(SET TASK):
In the items below, replace "integer pixels" with "whole-number pixels" and keep everything else the same. Leave the pictures out of your answer.

(MATERIAL TO PROCESS):

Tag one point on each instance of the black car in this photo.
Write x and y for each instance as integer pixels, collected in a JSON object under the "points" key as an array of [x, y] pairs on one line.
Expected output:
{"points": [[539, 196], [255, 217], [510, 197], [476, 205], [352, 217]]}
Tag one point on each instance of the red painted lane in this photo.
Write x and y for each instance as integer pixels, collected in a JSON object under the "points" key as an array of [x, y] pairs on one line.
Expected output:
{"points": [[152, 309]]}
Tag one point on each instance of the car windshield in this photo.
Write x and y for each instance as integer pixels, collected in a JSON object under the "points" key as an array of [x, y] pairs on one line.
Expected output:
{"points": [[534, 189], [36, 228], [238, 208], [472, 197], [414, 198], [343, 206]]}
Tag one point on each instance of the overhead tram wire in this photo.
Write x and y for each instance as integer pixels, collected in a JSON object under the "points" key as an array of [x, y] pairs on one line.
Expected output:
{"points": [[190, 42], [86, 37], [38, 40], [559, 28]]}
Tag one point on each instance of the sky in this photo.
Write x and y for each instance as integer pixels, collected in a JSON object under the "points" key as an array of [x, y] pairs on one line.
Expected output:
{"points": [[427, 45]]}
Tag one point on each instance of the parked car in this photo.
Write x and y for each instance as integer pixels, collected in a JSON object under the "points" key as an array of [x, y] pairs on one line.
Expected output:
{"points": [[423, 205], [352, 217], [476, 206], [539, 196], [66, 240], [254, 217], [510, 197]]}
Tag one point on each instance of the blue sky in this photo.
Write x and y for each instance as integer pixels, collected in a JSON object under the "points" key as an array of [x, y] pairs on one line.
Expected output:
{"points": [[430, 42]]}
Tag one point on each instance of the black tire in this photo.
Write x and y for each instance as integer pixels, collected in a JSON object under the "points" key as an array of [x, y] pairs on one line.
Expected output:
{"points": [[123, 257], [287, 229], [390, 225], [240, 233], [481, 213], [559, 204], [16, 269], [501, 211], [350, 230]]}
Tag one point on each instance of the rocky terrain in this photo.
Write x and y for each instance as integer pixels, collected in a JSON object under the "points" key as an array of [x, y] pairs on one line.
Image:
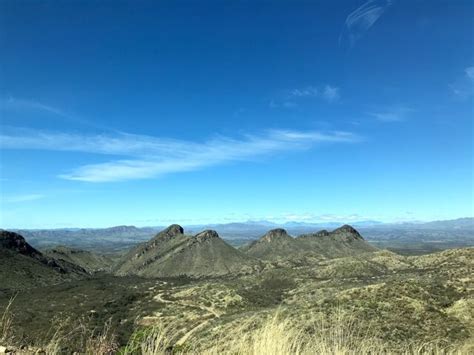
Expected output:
{"points": [[202, 293]]}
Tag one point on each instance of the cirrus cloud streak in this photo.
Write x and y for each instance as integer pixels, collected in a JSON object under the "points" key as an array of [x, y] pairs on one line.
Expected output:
{"points": [[144, 157]]}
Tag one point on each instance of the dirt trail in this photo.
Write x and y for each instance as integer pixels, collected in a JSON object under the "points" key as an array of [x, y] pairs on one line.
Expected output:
{"points": [[211, 314]]}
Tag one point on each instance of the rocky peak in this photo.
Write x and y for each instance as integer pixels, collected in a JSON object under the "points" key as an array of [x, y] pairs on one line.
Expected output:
{"points": [[15, 242], [174, 229], [207, 235], [275, 234], [321, 233], [347, 232]]}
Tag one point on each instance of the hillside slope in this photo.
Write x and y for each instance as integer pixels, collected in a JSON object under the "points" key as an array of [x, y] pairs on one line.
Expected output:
{"points": [[22, 266], [171, 253], [278, 245], [89, 261]]}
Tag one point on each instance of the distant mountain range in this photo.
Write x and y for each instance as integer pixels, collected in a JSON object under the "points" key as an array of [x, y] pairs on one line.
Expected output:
{"points": [[123, 237]]}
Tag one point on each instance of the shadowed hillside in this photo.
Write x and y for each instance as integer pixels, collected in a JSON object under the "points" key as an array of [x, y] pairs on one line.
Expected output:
{"points": [[172, 253]]}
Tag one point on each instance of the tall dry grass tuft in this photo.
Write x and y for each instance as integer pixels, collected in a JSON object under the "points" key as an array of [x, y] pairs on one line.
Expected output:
{"points": [[280, 335], [155, 340], [336, 333], [6, 322], [65, 333]]}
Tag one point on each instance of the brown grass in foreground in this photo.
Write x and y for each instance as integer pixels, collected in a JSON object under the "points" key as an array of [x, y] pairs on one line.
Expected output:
{"points": [[337, 334]]}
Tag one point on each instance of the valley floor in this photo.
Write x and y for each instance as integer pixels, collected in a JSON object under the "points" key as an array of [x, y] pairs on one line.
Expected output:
{"points": [[377, 302]]}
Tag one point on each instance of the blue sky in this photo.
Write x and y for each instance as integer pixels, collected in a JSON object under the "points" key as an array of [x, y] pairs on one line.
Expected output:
{"points": [[149, 113]]}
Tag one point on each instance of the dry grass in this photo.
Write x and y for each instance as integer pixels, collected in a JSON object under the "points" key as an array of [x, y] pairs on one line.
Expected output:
{"points": [[6, 322], [335, 334]]}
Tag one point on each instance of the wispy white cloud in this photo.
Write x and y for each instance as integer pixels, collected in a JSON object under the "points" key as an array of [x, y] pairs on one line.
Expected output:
{"points": [[144, 157], [359, 21], [395, 113], [22, 198], [463, 87], [328, 92], [331, 93], [285, 104], [22, 104]]}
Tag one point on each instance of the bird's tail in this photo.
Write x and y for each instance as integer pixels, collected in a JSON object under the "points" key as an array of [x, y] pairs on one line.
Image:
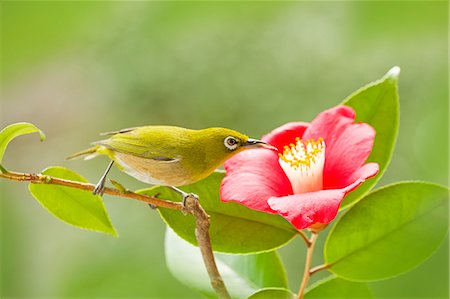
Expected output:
{"points": [[88, 153]]}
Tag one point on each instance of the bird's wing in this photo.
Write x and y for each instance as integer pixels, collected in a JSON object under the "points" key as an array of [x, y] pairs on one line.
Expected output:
{"points": [[146, 143]]}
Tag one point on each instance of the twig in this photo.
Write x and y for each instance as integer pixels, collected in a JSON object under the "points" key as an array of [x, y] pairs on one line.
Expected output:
{"points": [[192, 206], [304, 237], [319, 268], [202, 235], [45, 179], [306, 273]]}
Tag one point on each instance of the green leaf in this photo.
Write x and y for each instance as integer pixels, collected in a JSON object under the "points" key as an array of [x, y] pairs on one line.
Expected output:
{"points": [[14, 130], [242, 274], [336, 288], [389, 232], [272, 293], [234, 227], [377, 104], [74, 206]]}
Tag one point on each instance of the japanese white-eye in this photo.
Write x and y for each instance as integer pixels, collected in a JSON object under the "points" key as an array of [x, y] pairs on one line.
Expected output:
{"points": [[168, 155]]}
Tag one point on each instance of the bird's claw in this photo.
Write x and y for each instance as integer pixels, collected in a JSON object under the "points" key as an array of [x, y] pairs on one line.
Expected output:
{"points": [[99, 188], [186, 197]]}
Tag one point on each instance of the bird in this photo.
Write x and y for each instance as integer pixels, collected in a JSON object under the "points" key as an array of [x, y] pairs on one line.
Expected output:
{"points": [[168, 155]]}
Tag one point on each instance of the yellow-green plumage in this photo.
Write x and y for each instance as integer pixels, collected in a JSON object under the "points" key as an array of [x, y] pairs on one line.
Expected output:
{"points": [[167, 155]]}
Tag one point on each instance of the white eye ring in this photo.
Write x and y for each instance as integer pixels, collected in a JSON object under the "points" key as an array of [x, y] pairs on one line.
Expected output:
{"points": [[231, 143]]}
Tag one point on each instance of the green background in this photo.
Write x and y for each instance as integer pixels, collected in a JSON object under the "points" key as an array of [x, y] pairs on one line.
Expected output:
{"points": [[75, 69]]}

(ANSWER TO THIS TASK):
Tag one point on each instance of the black car in this photo.
Write x and y for each instance as whole-number pixels, collected in a JSON object under the "points" key as an array of [x, y] pairs on one line.
Expected output:
{"points": [[539, 196], [255, 217], [510, 197], [476, 205], [352, 217]]}
Tag one point on each instance of the red painted lane in this photo.
Write x and y for each instance as whole-number pixels, collected in a JSON object under the "points" key as an array of [x, y] pairs on one line.
Expected output:
{"points": [[152, 309]]}
Tag one point on each instance of the car windshield in this photo.
Write x and y for each instance as whole-number pixels, collected in a JSON object under the "points" key as an array of [x, y] pairs on one line.
Expected output:
{"points": [[534, 189], [36, 228], [238, 208], [472, 197], [414, 198], [343, 206]]}
Tag one point on each instance of the overhead tram wire in this photo.
Write x and y for each instance as whole-number pixels, collected in a JSON object under the "points" key as an array of [x, y] pairs on one line.
Expected output:
{"points": [[190, 42], [86, 37], [38, 40], [559, 28]]}
Tag one point on each instance of the sky in this photo.
Write x and y for each instance as whole-number pixels, collected in a JSON object under the "points" key as an array of [x, y] pairs on one line.
Expected output:
{"points": [[427, 45]]}
Tag one point on each instance of the parked car in this photo.
Write x and y for each instance as whole-number pixels, collected in a JSON object under the "points" key as an array of [x, y] pairs on one line.
Expected output:
{"points": [[423, 205], [352, 217], [476, 206], [539, 196], [66, 240], [254, 217], [510, 197]]}
Tag one point on each instance of the blue sky in this photo.
Write x and y for each instance as whole-number pixels, collected in a JSON object under the "points" key as an array of [x, y] pairs on one line.
Expected output:
{"points": [[430, 42]]}
Tag one point on each instance of the black tire in this photo.
Write x and y for each instance as whole-number pixels, collected in a JSON object under the "points" key as an array of [x, y] pairs on one line.
Expected output:
{"points": [[123, 257], [287, 229], [390, 225], [240, 233], [481, 213], [559, 204], [16, 269], [501, 211], [350, 230]]}
Tag one point on each instance of the rocky terrain in this photo.
Write x and y for each instance as whole-number pixels, collected in a JSON object under the "points" key as an array of [x, y] pairs on one line.
Image:
Expected output:
{"points": [[202, 293]]}
Tag one point on each instance of the cirrus cloud streak in this photo.
Write x and y for each instance as whole-number pixels, collected in a JSON object under the "points" key as an array of [x, y] pairs on one line.
Expected output:
{"points": [[144, 157]]}
Tag one point on each instance of the dirt trail in this photo.
Write x and y for each instance as whole-number pixels, collected in a JSON object under the "points" key as an array of [x, y] pairs on one line.
Expected output:
{"points": [[211, 314]]}
Tag one point on each instance of the rocky peak in this photo.
Write x and y for each instance as whole-number pixels, collected in a JSON object under the "points" key as an array of [x, y] pairs on one line.
Expected output:
{"points": [[15, 242], [174, 229], [207, 235], [275, 234], [321, 233], [347, 232]]}
Tag one point on each instance of the hillside slope in this photo.
Write x and y for each instance as whole-number pixels, collected in a JSON object under the "points" key as an array of [x, y] pairs on one line.
Expected output:
{"points": [[22, 266], [171, 253], [278, 245], [89, 261]]}
Tag one point on each instance of the distant mountain range in this photo.
Write x and y for each instance as whole-number pixels, collected in a JSON object under the "points" key as an array of [x, y] pairs on one line.
Expected output:
{"points": [[123, 237]]}
Tag one point on each instance of the shadowed hillside in this photo.
Write x and y for each instance as whole-number pixels, collected in a JSON object under the "points" key as an array of [x, y] pairs on one line.
Expected output:
{"points": [[172, 253]]}
Tag one point on each instance of the tall dry grass tuft in this photo.
Write x and y for each instance as whole-number pixels, collected in a JSON object under the "points" key as an array of [x, y] pairs on one line.
Expected output:
{"points": [[280, 335], [155, 340], [336, 333], [6, 322], [65, 333]]}
Tag one point on each instance of the brown grass in foreground in this photo.
Write x and y for each instance as whole-number pixels, collected in a JSON object under the "points" key as an array of [x, y] pairs on one line.
Expected output:
{"points": [[337, 334]]}
Tag one point on each instance of the valley floor in this photo.
Write x and y for each instance as whole-number pixels, collected in a JSON object under the "points" key as an array of [x, y] pairs on one line.
Expected output:
{"points": [[377, 302]]}
Tag one point on each instance of the blue sky in this photo.
Write x and y for each instance as whole-number pixels, collected in a JSON object under the "points" key as an array of [x, y] pairs on one line.
Expected output:
{"points": [[149, 113]]}
Tag one point on each instance of the dry grass in this photo.
Write x and y for each instance as whole-number pixels, collected in a JSON object under the "points" key as an array of [x, y] pairs on one line.
Expected output:
{"points": [[6, 322], [335, 334]]}
Tag one point on each instance of the wispy white cloud in this photo.
Write x and y for each instance as whole-number pixels, collected in a JSON object under the "points" key as an array of [x, y] pairs on one line.
Expected output:
{"points": [[144, 157], [359, 21], [395, 113], [22, 198], [463, 87], [328, 92], [331, 93], [285, 104], [22, 104]]}
Tag one point on each instance of the bird's tail in this photo.
Write x and y for each instance as whole-number pixels, collected in a JSON object under the "points" key as an array of [x, y] pairs on one line.
Image:
Expected output:
{"points": [[88, 153]]}
Tag one point on each instance of the bird's wing in this photo.
Write x and y for each instance as whole-number pixels, collected in a JSON object under the "points" key as an array of [x, y] pairs on one line.
Expected output:
{"points": [[146, 143]]}
Tag one point on each instance of the twig in this photo.
Write x and y for each instance as whole-number pixels, collected in a JSON object under the "points" key as an array of [x, y] pairs on one line.
Expected output:
{"points": [[192, 206], [304, 237], [319, 268], [202, 235], [45, 179], [306, 273]]}
Tag one point on each instance of the green leaf in this photo.
Write x and y for each instance as whole-number pixels, collected in a JSON object under the "points" key as an array of [x, y] pairs on one line.
Expected output:
{"points": [[14, 130], [242, 274], [336, 288], [389, 232], [272, 293], [234, 227], [377, 104], [74, 206]]}
Tag one point on each instance of the japanese white-eye in this photo.
Write x and y for each instance as whole-number pixels, collected in a JSON object under the "points" key as an array of [x, y] pairs on one line.
Expected output:
{"points": [[168, 155]]}
Tag one point on each instance of the bird's claw in this photo.
Write x and y for each instance as whole-number pixels, collected in a JSON object under the "points" key as an array of [x, y] pairs on one line.
Expected output:
{"points": [[99, 188], [186, 197]]}
Tag one point on each instance of the bird in this photo.
Write x and y for each instance as whole-number pixels, collected in a JSON object under the "points" key as an array of [x, y] pairs on one line.
Expected output:
{"points": [[168, 155]]}
Tag one point on each instance of the yellow-green plumage in this photo.
Write x and y for each instance as whole-number pixels, collected in a JSON object under the "points" key as an array of [x, y] pairs on one line.
Expected output:
{"points": [[167, 155]]}
Tag one point on each instance of the white eye ring in this photo.
Write x and y for each instance as whole-number pixels, collected in a JSON object under the "points" key as an array of [x, y] pairs on one line.
Expected output:
{"points": [[231, 143]]}
Tag one point on each instance of the green background in this photo.
Write x and y for each instance as whole-number pixels, collected in a JSON object under the "points" key as an array of [x, y] pairs on one line.
Expected output:
{"points": [[75, 69]]}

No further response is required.